What the task asks
Copy all of the data below line for line, requests included, and shift every coordinate in the answers up by 47. Leave the numbers in the requests and their format samples unchanged.

Supplied records
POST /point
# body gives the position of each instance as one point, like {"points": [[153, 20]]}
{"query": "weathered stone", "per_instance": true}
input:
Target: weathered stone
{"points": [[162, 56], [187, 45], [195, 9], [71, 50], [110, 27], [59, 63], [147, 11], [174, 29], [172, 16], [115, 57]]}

Exercise response
POST /point
# body gives the position of each instance as one point, like {"points": [[153, 20]]}
{"query": "weathered stone", "per_instance": true}
input:
Target: weathered stone
{"points": [[209, 103], [234, 92], [242, 56], [118, 97], [157, 74], [106, 110], [194, 58], [221, 76], [219, 63], [162, 104]]}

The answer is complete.